§ 設問
**1)** 『Midnight Family』の紹介文の出演欄に挙がっている人名をすべて書き出してください。
**2)** 『Midnight Family』の紹介文を、最後の文の次から書き継いでください。

作品情報
原題:Midnight Family
監督:ルーク・ローレンツェン
出演:ホアン・オチョア/フェル・オチョア/ホセ・オチョア/マヌエル・エルナンデス
制作国:メキシコ・アメリカ合作
上映時間:81分
配給:MadeGood Films
あらすじ
メキシコシティで私営救急隊をビジネスにする一家の姿をとらえたドキュメンタリー。人口900万人に対して公共の救急車が45台未満しかなく、救急救命にあたる闇救急車の需要がある。そんな私営救急隊のオチョア一家は購入した中古の救急車で日夜人命救助にあたっている。休息もろくに取れず儲からない仕事、無許可ゆえの取り締まりや汚職警官への賄賂で徐々に金銭的に追い詰められていく。しかし、破綻してしまった社会システムを見過ごすこともできず彼らは生きているのだ。
鮮やかに光り輝く闇の世界で善悪の境界は溶け合う
あまりのクオリティにドキュメンタリーである事を疑うレベルの衝撃作。
何時間待っても来ない公的救急サービスの機能不全をカバーしているのは事実だが、警察無線を傍受し現場に駆けつけ、患者を癒着する私営病院に運んで手数料を受け取り患者には輸送費を請求する彼らの行いは紛れもない闇営業。
命を救っているが違法行為なので支払いを踏み倒されても文句が言えない。(違法であることに漬け込む人もいれば、単純に貧困で払えない場合もある)
患者から支払いが受けられない可能性がある以上、手数料をくれる私営病院へ運ぶことを余儀なくされている一面もあるが、それが原因で搬送が遅れ患者が死亡した事を家族に責められるシーンもある。
とはいえ、彼らがいないと医療が回らず患者が助からないのも事実。
善悪の境界線が非常に曖昧になるほど逼迫した状況で誕生した非合法ビジネスだが、その中でも比較的良心的と思われる一家にこの映画は密着しているので見る側の気持ちは複雑だ。
救急車の中で交わされる会話や独り言にも、ドキュメンタリーとは思えないほどいちいちドラマがある。

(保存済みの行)
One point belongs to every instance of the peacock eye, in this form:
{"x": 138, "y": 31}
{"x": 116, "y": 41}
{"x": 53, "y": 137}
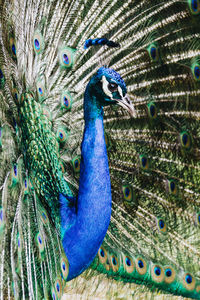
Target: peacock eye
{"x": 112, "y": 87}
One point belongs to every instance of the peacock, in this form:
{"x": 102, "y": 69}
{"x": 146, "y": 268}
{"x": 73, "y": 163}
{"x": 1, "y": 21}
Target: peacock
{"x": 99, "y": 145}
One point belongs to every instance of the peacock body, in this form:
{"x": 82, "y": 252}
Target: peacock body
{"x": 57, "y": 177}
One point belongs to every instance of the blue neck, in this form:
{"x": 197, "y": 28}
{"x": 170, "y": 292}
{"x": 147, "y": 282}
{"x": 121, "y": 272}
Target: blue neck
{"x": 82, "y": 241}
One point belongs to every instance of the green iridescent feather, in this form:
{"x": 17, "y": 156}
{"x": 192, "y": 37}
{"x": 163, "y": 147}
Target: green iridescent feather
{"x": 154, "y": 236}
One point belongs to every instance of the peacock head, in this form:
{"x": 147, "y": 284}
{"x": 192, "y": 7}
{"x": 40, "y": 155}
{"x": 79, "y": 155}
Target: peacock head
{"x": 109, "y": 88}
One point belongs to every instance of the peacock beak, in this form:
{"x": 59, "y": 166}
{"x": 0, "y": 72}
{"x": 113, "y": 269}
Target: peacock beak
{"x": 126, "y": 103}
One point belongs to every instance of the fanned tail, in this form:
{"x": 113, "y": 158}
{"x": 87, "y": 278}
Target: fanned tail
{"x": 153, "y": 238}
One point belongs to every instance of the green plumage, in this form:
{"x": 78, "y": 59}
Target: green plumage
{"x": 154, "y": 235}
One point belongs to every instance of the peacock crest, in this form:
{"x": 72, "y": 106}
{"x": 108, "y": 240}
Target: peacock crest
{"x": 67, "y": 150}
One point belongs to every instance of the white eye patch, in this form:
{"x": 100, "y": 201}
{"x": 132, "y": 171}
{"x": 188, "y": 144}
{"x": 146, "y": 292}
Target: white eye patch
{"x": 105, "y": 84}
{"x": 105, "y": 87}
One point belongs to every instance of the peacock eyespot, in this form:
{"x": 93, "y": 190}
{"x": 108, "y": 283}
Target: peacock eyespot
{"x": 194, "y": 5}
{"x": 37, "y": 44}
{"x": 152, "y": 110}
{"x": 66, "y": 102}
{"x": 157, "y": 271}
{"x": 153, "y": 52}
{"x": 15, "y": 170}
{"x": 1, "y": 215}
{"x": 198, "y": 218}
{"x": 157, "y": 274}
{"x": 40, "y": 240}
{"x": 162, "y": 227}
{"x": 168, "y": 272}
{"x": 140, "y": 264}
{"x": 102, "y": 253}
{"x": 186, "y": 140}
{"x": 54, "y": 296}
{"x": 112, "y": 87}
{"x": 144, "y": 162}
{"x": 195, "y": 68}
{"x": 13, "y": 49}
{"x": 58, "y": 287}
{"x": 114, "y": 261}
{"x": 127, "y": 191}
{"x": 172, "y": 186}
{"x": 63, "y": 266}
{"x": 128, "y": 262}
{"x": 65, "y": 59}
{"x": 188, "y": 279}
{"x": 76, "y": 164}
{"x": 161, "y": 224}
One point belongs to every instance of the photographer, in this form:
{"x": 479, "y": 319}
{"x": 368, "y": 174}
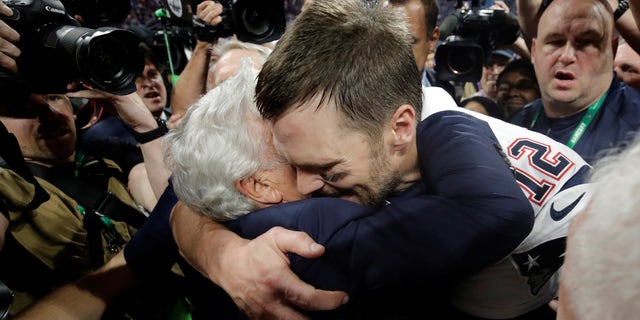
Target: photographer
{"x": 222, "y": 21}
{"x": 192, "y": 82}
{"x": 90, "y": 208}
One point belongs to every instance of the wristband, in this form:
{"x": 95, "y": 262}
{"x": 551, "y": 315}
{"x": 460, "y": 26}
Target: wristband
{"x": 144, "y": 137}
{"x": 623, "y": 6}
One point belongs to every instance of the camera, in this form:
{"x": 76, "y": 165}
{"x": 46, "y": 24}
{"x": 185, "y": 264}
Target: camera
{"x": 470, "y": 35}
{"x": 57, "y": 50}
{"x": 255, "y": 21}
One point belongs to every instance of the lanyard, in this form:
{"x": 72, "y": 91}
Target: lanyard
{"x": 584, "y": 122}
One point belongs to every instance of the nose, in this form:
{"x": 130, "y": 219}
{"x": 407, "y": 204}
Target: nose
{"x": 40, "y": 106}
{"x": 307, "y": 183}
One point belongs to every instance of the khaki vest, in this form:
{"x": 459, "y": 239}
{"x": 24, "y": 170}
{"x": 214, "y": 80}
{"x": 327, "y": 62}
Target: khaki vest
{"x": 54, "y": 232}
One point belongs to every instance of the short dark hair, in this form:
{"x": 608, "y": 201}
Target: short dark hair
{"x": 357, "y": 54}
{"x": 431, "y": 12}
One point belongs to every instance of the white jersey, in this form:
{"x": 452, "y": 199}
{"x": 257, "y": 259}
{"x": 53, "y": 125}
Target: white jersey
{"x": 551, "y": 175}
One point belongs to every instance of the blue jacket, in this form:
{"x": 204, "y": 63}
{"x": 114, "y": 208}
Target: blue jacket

§ 解答一覧
**1)** ホアン・オチョア、フェル・オチョア、ホセ・オチョア、マヌエル・エルナンデス

**2)**
次は金のある患者であれと祈り、無線が入れば同業の救急車と繰り広げる現実とは思えないガッチガチのカーチェイス。
そして壮絶な救命活動を行う姿にはもはや映画を超えたエンタメ性すらあり、現実問題なので不謹慎だが、これがマジでめちゃくちゃ面白いのだ。
救命士の資格もなく設備も常に不足しているオチョア一家は自らを必要悪だとして同業者と患者を奪い合うが、人命救助には真摯で無理やり金をふんだくることもない。
そんな非合法の彼らに警察はつけ込み賄賂をせびる。
メキシコにはあまりにも非日常な風景が日常になっている人々がいて、ドキュメンタリーもここまでくるとフィクションと見分けがつかない。(オチョア一家がキャラ立ちすぎてるのも原因のひとつか)
この映画は彼らの生活を通してメキシコの医療問題や格差社会など、機能不全に陥った国で最善を尽くそうとする人々の姿を捉えている。
監督はその姿の良し悪しを描くのではなく、ただ事実としてこの問題のさまざまな側面を臨場感たっぷりに見せ、観客に問うている。
あまりにも美しく鮮明な映像が見事でドキュメンタリー映画の概念が覆される驚愕の一本だった。
これがメキシコの現実だとして、コロナ禍でこの国は、この家族は一体どうなっているのだろうと思いを馳せたことをいまだに覚えている。